Format the data below as a numbered list, leaving out any blank lines. Do not include the pictures in your answer.

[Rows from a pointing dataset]
^^^^
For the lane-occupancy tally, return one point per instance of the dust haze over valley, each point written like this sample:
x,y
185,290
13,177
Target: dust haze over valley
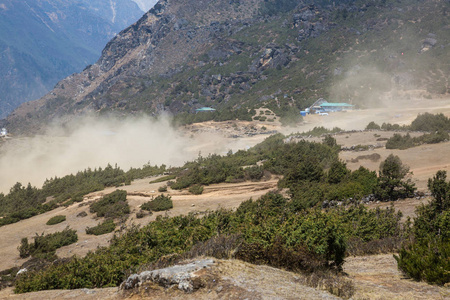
^^^^
[Answer to the task]:
1. For the lane-occupancy tally, return one point per instance of the dust haze over valley, each point written like this sample:
2. x,y
3. 185,290
4. 13,177
5. Target: dust haze over valley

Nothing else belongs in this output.